===== RAW DATA =====

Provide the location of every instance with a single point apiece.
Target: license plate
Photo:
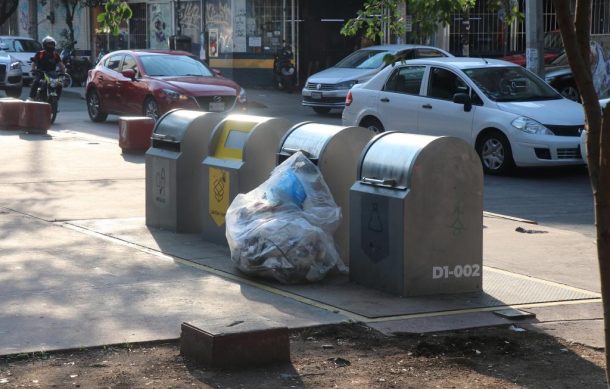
(217, 107)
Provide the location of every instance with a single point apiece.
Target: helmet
(48, 42)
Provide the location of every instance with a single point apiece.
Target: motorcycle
(76, 68)
(49, 90)
(284, 70)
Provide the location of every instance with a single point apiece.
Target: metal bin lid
(172, 126)
(389, 157)
(310, 138)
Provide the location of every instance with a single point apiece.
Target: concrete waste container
(241, 154)
(417, 216)
(173, 169)
(336, 151)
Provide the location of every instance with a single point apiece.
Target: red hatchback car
(151, 82)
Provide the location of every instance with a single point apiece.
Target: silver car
(11, 80)
(327, 89)
(23, 49)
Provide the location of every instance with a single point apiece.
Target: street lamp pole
(178, 26)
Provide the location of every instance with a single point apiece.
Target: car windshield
(562, 60)
(173, 66)
(363, 59)
(20, 45)
(511, 83)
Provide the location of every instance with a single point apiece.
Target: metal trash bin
(417, 216)
(173, 169)
(242, 153)
(336, 151)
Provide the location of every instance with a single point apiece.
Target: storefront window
(240, 26)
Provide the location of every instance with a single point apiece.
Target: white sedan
(583, 136)
(511, 116)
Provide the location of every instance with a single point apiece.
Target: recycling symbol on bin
(219, 187)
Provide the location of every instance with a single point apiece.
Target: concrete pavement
(79, 268)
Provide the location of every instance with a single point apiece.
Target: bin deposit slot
(379, 181)
(287, 152)
(236, 139)
(165, 144)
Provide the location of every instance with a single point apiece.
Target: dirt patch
(352, 356)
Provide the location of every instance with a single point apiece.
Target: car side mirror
(129, 73)
(463, 98)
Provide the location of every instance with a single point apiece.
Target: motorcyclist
(46, 60)
(284, 68)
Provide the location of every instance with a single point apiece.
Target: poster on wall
(190, 18)
(220, 17)
(239, 26)
(213, 42)
(160, 24)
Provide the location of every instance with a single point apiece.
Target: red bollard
(135, 133)
(10, 111)
(35, 117)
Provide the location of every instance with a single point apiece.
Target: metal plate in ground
(500, 288)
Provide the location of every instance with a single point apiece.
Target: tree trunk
(7, 8)
(575, 33)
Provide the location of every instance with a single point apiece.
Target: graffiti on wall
(239, 26)
(160, 24)
(219, 16)
(24, 19)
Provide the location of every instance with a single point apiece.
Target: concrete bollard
(35, 117)
(135, 133)
(10, 111)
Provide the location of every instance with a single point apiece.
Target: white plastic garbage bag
(283, 229)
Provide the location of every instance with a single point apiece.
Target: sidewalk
(79, 267)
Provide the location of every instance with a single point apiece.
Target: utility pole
(466, 32)
(33, 19)
(534, 37)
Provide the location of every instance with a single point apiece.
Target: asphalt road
(558, 197)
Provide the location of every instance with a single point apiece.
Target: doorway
(321, 44)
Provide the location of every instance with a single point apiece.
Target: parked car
(583, 136)
(23, 49)
(327, 89)
(11, 80)
(151, 82)
(559, 74)
(511, 116)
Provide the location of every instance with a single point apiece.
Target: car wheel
(151, 108)
(66, 80)
(495, 153)
(570, 92)
(321, 110)
(373, 124)
(16, 93)
(94, 107)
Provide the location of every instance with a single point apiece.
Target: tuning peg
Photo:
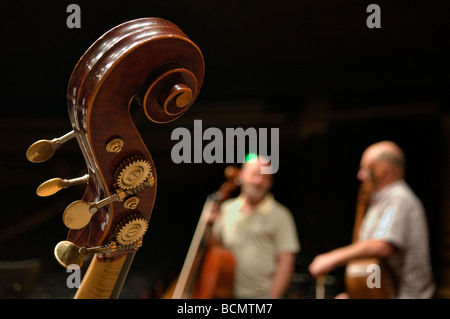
(54, 185)
(67, 253)
(43, 150)
(78, 214)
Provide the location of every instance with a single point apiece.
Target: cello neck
(192, 261)
(104, 279)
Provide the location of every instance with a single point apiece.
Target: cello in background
(356, 272)
(149, 62)
(208, 270)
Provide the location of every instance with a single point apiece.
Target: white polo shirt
(256, 239)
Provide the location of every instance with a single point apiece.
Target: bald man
(261, 234)
(394, 227)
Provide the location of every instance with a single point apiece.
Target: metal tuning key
(67, 253)
(43, 150)
(78, 214)
(54, 185)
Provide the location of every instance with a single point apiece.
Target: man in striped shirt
(394, 227)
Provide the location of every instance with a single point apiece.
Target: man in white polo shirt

=====

### [WHAT IS NEEDED]
Drop the images, then copy the data exactly.

### [COMPLETED TASK]
Provide the location of every instance with a single point apiece.
Target: license plate
Photo:
(217, 107)
Provide the location of every instance with a single point apiece.
Target: helmet
(48, 42)
Provide the location of every instance with a single point apiece.
Target: motorcycle
(76, 68)
(49, 90)
(284, 70)
Provide the location of every instance with a single point apiece.
Target: metal bin lid
(172, 126)
(389, 157)
(310, 138)
Provide the location of every instance with a single point apiece.
Target: concrete waste container
(241, 154)
(417, 216)
(173, 169)
(336, 151)
Provide the location of every instance with a single point apiece.
Target: red hatchback car
(151, 82)
Provide the location of every instance with a single point apiece.
Target: silver car
(11, 80)
(327, 89)
(23, 49)
Provide the location of every instance with a single point apiece.
Target: street lamp pole
(178, 26)
Provide the location of every instance with a single point apiece.
Target: car windshield
(562, 60)
(173, 66)
(363, 59)
(20, 45)
(511, 83)
Provide the location of every instance with a single point apiece.
Target: metal trash bin
(417, 216)
(173, 169)
(242, 153)
(336, 151)
Provide the location of every instance with a single point apiece.
Target: storefront window
(240, 26)
Provide the location of every instance with a single point apiece.
Target: white sedan
(583, 136)
(511, 116)
Provide the location of every instance with a single point apiece.
Target: recycling symbol on bin
(219, 187)
Provide the location of every instance with a single point apiece.
Target: concrete pavement
(79, 268)
Provide the location of every instance with a single point apiece.
Target: bin deposit slot
(379, 181)
(287, 152)
(236, 139)
(165, 144)
Provide the location of every instance with a single point apiece.
Target: dirt patch
(352, 356)
Provide the location of every instance with a single point apiece.
Target: car side mirror
(129, 73)
(463, 98)
Provide the location of every instance with a single point apiece.
Target: motorcyclist
(46, 60)
(284, 68)
Provide the location of every instance with a single point apiece.
Target: poster on wall
(190, 18)
(220, 17)
(239, 26)
(213, 42)
(160, 24)
Provide the location of every instance with a single point apiece.
Target: red bollard
(135, 133)
(10, 111)
(35, 117)
Provide the location of every instance with a single point apiece.
Target: metal plate in ground
(500, 288)
Provide the location of every instance with a single point apiece.
Target: tree trunk
(7, 8)
(575, 33)
Provide the location of every instance with a single point apiece.
Target: graffiti on wall
(239, 26)
(160, 24)
(219, 16)
(24, 19)
Provide the location of every instance with a single point apiece.
Target: concrete bollard
(35, 117)
(135, 133)
(10, 111)
Provide the location of every instance with a single point apiece.
Target: white plastic garbage bag
(283, 229)
Provide the location of every instance with a single point apiece.
Target: sidewalk
(79, 267)
Provide the location of every instance with a single point apiece.
Target: utility pole
(466, 32)
(33, 19)
(534, 37)
Provide the location of every instance with a single point apiece.
Target: asphalt road
(558, 197)
Provide the location of every instance with a single point apiece.
Target: doorway
(321, 44)
Provide the location of every instance with a single point apiece.
Target: parked car
(583, 136)
(23, 49)
(327, 89)
(11, 80)
(151, 82)
(559, 74)
(511, 116)
Provide the location of every instance with a single point apiece.
Target: car wheel
(151, 108)
(66, 80)
(495, 153)
(570, 92)
(321, 110)
(373, 124)
(16, 93)
(94, 107)
Provide the location of every instance with a single point apiece.
Target: tuning peg
Photo:
(54, 185)
(67, 253)
(43, 150)
(78, 214)
Provide the location of every instance with a single point apiece.
Target: cello neck
(192, 261)
(104, 279)
Provide the location of every instance with a single point apiece.
Target: cello in background
(356, 272)
(149, 62)
(208, 270)
Provide the location of every instance with a single point apiece.
Target: white polo shirt
(256, 239)
Provide the location of every instance with a single point apiece.
Target: bald man
(261, 234)
(394, 227)
Provide the location of every instance with a single point apiece.
Target: metal tuning key
(67, 253)
(43, 150)
(78, 214)
(54, 185)
Provide the location of every instance with a single point apiece.
Target: man in striped shirt
(394, 227)
Provide the location of every instance with a single point apiece.
Target: man in white polo shirt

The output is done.